Codebase and architecture

Snakemake is organized as a combination of a main package, a set of plugin interface packages for various functionalities (e.g. execution backends, storage, reporting), and plugin packages implementing those interfaces. The development of the Snakemake main package as well as the plugin interfaces is hosted by the Snakemake GitHub organization (https://github.com/snakemake) and maintained by the Snakemake core team. Many plugins are hosted by and developed within the Snakemake GitHub organization as well. However, both Snakemake’s plugin detection and the plugin catalog are designed to work seamlessly with plugins developed outside of the Snakemake GitHub organization and such contributions are highly encouraged. Visually, Snakemake’s architecture can be summarized as follows (note that some plugin interfaces are still in development and not yet available to the public):

The main package

Snakemake’s main package can be partitioned into three levels.

The user-facing level, consisting of an API and a command line interface that uses the API under the hood.
The language level, implementing the language parser and thereby defining the workflow definition syntax.

Complete the following:
1. Answer the following questions using the Snakemake architecture passage.
(a) Which body maintains the Snakemake main package and the plugin interfaces?
(b) Into how many levels can the Snakemake main package be partitioned?
(c) What does the command line interface use under the hood?
2. From the Snakemake architecture passage, return the part that opens with the words containing "The main package" and closes with "under the hood.".
3. Carry the Snakemake architecture passage further, beginning after the last sentence it shows.

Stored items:

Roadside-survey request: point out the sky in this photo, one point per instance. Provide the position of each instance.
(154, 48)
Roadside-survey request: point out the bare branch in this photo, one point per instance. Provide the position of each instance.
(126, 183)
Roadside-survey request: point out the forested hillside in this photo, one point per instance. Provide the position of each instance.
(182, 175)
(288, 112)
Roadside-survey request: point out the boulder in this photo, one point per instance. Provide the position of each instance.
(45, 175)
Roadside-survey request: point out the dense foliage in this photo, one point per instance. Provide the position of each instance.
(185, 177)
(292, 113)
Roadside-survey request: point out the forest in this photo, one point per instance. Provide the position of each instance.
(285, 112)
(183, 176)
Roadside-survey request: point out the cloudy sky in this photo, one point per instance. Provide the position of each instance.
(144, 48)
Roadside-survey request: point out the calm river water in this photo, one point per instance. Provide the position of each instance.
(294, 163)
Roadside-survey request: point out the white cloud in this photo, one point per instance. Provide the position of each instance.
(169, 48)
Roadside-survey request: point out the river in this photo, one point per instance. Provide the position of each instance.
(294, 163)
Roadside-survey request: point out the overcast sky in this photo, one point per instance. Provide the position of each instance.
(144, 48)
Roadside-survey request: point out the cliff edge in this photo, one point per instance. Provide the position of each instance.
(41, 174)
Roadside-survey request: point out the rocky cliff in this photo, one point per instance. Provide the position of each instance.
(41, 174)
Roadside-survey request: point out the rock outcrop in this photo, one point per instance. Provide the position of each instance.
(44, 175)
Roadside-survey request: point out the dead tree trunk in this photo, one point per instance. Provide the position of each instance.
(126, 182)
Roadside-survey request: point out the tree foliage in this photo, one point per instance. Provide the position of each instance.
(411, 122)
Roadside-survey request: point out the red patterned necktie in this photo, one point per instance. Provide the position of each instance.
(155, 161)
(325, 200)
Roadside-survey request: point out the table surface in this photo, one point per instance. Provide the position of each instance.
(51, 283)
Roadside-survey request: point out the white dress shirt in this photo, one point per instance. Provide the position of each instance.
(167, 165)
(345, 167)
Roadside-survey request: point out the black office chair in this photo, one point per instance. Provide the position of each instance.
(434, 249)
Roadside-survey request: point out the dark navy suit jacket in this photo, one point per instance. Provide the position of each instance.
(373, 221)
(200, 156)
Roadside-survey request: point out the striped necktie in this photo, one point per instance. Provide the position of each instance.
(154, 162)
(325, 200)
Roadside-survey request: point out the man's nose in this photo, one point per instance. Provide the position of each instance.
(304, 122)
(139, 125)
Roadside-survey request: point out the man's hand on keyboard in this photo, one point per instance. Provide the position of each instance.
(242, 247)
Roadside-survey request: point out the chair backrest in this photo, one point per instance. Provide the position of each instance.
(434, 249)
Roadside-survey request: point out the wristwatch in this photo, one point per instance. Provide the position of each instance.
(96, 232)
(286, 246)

Task answers:
1.
(a) The Snakemake core team.
(b) Three.
(c) The API.

2.
The main package

Snakemake’s main package can be partitioned into three levels.

The user-facing level, consisting of an API and a command line interface that uses the API under the hood.

3.
The core level, implementing Snakemake’s interpretation of rules defined via the language, the inference of jobs and their dependencies, as well as the actual execution of workflows as a combined usage of the various plugin types.

The user-facing level

Most users will interact with the command line interface of Snakemake. The command line interface of Snakemake is defined in snakemake/cli.py using Python’s argparse module. The module is responsible for parsing command-line arguments, setting up logging, and invoking the appropriate Snakemake API calls based on the provided arguments. It defines various argument groups for execution, grouping, reports, notebooks, utilities, output, behavior, remote execution, software deployment, conda, apptainer/singularity, environment modules, and internal use.

The main steps in cli.py include:

Argument Parsing: Using argparse to define and parse command-line arguments.
Profile Handling: Managing profiles for setting default command-line arguments.
Logging Setup: Configuring log handlers based on the provided arguments.
API Invocation: Converting parsed arguments into API calls to execute the workflow, generate reports, or perform other tasks.

The API (application programming interface) of Snakemake is defined in snakemake/api.py. It provides a programmatic interface to Snakemake, allowing users to interact with Snakemake workflows through Python code. It defines classes and methods for setting up and executing workflows, managing resources, and handling various settings.

The main components include:

SnakemakeApi: The main entry point for interacting with Snakemake workflows programmatically. It provides methods for setting up workflows, deploying sources, and handling exceptions. Via the method SnakemakeApi.workflow() a workflow can be instantiated from a given snakefile, thereby returning a WorkflowApi object).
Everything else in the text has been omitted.